What is being asked> Please retype the lines of the material below that begin with the line containing "of the dark" and end with the line containing "x=1072, y=145", including both of those lines.

Coordinate annotation records:
.....

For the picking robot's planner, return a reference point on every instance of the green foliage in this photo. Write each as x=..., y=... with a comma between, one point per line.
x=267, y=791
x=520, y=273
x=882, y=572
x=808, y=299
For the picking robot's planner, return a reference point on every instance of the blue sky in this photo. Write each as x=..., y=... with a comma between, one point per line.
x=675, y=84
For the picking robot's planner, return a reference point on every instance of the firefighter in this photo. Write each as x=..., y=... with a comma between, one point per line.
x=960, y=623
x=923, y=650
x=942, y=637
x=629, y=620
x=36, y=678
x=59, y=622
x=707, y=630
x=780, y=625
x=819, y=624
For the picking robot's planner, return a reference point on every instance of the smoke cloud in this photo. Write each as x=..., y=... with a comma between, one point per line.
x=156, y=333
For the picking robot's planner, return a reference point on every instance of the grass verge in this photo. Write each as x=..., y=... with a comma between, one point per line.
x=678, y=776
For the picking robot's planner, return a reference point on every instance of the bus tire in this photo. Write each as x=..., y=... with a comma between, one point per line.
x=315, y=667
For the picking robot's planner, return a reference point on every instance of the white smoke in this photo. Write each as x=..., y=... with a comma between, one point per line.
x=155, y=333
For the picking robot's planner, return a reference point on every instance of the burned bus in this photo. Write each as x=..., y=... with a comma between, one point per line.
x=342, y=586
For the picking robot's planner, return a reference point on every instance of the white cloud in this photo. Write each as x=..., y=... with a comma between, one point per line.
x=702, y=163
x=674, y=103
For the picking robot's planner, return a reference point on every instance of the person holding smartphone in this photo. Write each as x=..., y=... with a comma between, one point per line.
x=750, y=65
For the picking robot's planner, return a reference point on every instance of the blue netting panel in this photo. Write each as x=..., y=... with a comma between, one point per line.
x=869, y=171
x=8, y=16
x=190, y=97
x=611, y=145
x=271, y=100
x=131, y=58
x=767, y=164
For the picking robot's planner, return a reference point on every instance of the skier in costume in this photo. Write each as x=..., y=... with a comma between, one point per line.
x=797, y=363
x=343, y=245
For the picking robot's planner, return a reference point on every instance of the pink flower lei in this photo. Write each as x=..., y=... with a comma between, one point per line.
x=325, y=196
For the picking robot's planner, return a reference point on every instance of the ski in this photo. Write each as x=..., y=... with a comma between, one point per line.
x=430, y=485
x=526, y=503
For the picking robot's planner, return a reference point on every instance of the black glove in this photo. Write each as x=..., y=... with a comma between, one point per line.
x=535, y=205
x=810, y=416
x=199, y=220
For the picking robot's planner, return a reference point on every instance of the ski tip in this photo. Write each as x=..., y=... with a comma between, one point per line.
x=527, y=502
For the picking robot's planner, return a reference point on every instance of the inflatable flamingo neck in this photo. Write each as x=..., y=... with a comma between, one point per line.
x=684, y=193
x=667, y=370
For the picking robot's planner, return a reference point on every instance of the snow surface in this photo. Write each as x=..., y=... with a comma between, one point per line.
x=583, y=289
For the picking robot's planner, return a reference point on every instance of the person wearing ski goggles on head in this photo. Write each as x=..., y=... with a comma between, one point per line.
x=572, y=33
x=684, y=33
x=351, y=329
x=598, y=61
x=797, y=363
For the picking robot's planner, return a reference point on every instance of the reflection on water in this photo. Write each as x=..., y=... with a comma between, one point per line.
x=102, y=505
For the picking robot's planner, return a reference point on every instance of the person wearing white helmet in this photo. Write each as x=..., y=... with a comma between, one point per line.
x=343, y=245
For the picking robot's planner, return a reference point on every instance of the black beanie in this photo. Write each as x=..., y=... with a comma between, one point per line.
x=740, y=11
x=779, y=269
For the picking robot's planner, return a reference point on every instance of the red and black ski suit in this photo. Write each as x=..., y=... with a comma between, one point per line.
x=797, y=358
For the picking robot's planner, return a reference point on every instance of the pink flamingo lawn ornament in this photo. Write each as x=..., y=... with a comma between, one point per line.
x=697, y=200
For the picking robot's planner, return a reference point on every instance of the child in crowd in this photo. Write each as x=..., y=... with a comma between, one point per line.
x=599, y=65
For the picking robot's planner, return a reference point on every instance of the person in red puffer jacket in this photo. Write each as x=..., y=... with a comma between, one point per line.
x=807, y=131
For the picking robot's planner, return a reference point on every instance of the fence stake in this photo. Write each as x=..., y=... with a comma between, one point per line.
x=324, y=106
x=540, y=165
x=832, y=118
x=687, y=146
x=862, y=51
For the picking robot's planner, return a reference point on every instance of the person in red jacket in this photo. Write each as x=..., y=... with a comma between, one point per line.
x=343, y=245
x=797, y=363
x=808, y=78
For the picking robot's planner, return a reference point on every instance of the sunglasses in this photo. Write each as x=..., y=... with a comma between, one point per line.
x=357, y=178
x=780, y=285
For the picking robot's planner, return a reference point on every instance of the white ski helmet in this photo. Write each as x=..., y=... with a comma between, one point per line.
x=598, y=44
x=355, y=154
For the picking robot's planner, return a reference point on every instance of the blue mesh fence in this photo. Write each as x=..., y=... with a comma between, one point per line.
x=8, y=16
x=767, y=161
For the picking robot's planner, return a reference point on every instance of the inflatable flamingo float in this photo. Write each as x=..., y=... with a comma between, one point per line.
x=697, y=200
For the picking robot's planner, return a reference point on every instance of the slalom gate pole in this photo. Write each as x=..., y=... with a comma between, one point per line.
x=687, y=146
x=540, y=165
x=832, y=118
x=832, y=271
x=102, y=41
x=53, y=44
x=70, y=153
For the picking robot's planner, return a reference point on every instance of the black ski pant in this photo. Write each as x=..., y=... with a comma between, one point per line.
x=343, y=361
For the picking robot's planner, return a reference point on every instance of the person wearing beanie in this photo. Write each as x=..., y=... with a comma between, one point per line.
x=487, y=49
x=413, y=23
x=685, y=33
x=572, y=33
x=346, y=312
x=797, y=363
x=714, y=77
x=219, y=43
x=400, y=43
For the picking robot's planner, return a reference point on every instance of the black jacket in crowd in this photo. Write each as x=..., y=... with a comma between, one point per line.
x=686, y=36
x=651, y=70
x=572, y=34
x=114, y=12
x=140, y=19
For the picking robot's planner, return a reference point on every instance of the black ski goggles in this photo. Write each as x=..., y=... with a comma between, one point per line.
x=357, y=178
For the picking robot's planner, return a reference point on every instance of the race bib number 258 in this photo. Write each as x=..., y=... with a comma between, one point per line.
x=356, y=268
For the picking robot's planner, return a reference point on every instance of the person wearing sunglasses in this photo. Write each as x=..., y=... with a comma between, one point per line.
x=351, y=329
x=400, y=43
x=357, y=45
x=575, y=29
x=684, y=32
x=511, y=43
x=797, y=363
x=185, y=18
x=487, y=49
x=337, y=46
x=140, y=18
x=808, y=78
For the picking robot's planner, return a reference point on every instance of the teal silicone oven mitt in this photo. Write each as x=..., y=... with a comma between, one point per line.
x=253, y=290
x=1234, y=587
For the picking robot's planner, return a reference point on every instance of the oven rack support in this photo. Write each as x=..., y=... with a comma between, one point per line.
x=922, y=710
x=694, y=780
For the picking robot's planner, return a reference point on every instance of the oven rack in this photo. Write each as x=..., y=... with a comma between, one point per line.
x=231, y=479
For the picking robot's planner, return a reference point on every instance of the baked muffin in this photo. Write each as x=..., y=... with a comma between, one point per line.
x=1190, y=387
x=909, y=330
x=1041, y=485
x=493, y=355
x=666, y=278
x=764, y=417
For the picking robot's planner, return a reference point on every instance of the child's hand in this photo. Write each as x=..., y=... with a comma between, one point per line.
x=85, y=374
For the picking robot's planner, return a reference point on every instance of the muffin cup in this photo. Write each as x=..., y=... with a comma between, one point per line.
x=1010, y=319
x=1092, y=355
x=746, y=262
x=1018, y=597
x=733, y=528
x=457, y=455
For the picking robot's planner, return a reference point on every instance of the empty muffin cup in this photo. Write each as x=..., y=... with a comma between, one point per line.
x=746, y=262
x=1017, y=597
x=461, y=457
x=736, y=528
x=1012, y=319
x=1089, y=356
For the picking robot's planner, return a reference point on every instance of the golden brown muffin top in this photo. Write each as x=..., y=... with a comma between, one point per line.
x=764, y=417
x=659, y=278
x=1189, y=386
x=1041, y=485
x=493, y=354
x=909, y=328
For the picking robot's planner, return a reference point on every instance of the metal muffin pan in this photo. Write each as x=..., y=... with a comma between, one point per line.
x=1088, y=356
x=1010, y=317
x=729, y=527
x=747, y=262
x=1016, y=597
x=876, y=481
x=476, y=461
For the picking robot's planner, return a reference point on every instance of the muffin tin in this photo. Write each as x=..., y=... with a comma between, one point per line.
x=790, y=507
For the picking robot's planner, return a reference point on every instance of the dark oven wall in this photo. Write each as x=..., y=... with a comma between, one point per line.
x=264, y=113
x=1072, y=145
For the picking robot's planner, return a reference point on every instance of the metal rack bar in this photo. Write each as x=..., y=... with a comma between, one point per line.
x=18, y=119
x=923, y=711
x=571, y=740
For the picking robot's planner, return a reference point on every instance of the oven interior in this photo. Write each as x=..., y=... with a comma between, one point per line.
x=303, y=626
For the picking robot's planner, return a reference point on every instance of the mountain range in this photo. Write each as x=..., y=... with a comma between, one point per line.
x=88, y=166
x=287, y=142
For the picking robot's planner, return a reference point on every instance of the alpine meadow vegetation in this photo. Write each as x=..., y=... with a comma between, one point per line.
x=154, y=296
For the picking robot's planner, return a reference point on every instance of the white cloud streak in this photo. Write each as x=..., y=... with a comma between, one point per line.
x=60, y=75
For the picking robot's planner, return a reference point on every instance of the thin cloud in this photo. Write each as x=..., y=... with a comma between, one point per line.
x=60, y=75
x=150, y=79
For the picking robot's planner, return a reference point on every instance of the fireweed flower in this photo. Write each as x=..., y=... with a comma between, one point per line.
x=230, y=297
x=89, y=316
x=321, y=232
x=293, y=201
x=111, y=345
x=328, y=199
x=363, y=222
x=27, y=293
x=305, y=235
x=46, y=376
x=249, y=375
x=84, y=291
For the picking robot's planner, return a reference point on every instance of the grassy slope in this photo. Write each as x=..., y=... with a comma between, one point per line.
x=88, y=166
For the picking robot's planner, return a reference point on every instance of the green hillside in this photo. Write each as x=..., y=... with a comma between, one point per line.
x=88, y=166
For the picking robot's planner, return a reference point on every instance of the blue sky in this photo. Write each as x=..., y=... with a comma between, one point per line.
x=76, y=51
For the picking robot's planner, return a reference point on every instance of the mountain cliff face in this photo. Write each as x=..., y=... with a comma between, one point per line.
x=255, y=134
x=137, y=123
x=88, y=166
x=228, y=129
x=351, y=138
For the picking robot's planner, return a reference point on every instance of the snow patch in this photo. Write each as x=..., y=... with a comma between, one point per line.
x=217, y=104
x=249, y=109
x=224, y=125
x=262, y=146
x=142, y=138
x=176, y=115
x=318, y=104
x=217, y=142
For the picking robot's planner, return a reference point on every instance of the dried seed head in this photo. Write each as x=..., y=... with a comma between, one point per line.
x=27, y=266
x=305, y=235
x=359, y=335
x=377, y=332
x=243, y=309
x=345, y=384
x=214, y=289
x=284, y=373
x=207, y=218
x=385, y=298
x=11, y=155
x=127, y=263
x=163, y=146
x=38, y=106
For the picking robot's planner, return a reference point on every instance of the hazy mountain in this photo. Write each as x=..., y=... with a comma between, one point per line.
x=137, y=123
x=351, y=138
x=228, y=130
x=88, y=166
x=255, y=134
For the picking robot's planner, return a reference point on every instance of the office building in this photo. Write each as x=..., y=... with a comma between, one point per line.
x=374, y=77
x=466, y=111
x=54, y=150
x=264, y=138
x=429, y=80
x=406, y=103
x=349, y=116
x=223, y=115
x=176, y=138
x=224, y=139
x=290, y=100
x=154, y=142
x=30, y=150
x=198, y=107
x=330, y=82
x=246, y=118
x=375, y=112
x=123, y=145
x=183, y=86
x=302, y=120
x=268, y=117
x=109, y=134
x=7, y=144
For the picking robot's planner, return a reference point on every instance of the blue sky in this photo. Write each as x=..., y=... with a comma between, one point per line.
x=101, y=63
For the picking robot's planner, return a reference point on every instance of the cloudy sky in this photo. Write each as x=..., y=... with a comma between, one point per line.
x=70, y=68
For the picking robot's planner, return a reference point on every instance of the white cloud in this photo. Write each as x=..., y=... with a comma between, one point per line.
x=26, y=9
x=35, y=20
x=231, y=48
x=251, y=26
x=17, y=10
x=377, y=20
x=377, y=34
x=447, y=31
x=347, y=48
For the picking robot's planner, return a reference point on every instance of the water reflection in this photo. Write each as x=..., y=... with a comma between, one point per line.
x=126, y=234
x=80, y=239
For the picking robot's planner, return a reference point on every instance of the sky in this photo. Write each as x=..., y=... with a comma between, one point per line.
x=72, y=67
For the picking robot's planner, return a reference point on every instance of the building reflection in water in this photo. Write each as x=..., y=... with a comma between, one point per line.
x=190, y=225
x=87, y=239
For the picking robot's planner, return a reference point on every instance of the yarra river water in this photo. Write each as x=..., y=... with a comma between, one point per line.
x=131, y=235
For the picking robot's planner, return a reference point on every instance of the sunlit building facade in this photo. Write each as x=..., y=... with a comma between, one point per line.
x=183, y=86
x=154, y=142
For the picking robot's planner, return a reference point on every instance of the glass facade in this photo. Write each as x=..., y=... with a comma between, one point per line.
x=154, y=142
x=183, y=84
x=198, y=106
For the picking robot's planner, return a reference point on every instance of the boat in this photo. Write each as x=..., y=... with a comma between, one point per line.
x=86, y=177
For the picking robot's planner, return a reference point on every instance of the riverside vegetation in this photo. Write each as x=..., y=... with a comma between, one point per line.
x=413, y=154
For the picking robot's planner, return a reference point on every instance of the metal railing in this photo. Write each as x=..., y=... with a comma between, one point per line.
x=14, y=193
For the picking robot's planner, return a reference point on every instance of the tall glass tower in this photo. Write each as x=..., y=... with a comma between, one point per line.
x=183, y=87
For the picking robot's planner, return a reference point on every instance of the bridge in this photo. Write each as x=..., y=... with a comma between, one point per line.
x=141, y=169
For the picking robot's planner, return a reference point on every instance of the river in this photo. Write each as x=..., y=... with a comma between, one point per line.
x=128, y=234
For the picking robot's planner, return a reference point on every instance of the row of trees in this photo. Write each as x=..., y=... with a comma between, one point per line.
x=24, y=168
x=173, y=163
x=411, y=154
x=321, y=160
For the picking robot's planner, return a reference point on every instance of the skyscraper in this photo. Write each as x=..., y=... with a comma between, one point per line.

.....

Output below>
For the picking robot's planner, return a reference point on every instance of the dark oven wall in this photo. Write each as x=..., y=... with a comma between, one point per line.
x=264, y=113
x=1072, y=145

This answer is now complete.